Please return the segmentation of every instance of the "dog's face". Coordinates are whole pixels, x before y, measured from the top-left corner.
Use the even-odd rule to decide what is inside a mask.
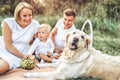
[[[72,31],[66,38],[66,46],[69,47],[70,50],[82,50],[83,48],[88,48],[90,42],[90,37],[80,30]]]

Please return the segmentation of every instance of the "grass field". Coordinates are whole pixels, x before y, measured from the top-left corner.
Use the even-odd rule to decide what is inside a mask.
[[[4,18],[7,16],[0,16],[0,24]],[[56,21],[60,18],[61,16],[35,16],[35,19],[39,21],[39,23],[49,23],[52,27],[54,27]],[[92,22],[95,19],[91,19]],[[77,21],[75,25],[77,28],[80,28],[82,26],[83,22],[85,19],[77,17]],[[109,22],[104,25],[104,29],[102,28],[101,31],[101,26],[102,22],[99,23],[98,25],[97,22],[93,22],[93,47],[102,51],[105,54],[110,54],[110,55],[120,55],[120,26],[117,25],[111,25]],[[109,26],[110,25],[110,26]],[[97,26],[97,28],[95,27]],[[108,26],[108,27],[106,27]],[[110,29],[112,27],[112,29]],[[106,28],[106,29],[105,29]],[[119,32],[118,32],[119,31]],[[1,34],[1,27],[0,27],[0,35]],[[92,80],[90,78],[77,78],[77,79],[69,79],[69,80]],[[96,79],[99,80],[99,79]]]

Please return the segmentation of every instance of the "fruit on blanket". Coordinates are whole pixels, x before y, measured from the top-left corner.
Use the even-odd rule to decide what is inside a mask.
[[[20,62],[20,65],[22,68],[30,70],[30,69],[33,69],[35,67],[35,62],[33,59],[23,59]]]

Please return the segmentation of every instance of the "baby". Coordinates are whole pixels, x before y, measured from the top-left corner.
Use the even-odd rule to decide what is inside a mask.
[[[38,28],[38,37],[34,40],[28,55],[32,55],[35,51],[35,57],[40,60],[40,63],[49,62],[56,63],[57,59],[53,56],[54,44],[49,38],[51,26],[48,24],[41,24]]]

⁂

Rewrite all of the material above as a numbered list with one line per item, skipping blank lines and leaving out the picture.

1. Please return the segmentation of every instance of the "dog's face". Coordinates are whole pixels, x before y, measured from the top-left corner.
2. Use the even-odd rule to decide what is inside a mask.
3. [[[72,31],[66,38],[66,46],[69,47],[70,50],[82,50],[83,48],[88,48],[90,42],[90,37],[80,30]]]
4. Please return the segmentation of every instance of the "grass field". Coordinates are whole pixels, x before y, measured from the top-left corner.
5. Use the even-odd rule to decide what is inside a mask.
6. [[[4,18],[7,16],[0,16],[0,24]],[[56,21],[60,18],[61,16],[35,16],[35,19],[39,21],[39,23],[49,23],[52,27],[54,27]],[[92,22],[95,19],[91,19]],[[77,21],[75,25],[77,28],[80,28],[82,26],[83,22],[85,19],[77,17]],[[109,22],[104,25],[104,29],[102,28],[101,31],[101,26],[102,22],[99,23],[98,25],[97,22],[93,22],[93,47],[102,51],[105,54],[110,54],[110,55],[120,55],[120,26],[117,25],[111,25]],[[109,26],[110,25],[110,26]],[[97,26],[97,28],[95,27]],[[108,26],[108,27],[106,27]],[[110,29],[112,27],[112,29]],[[106,28],[106,29],[105,29]],[[119,32],[118,32],[119,31]],[[1,34],[1,27],[0,27],[0,35]],[[92,80],[90,78],[77,78],[77,79],[69,79],[69,80]],[[96,79],[99,80],[99,79]]]
7. Please return the segmentation of every instance of the "fruit on blanket". Coordinates are whole pixels, x before y, measured from the top-left corner.
8. Use the even-odd rule to decide what is inside a mask.
9. [[[20,62],[20,65],[22,68],[30,70],[30,69],[33,69],[35,67],[35,62],[33,59],[23,59]]]
10. Please return the segmentation of every instance of the "baby". Coordinates are whole pixels, x before y, measured from the top-left corner.
11. Use the even-odd rule to decide what is inside a mask.
12. [[[38,28],[38,37],[34,40],[28,55],[32,55],[35,51],[35,57],[40,60],[40,63],[49,62],[56,63],[57,59],[53,56],[54,44],[49,38],[51,26],[48,24],[41,24]]]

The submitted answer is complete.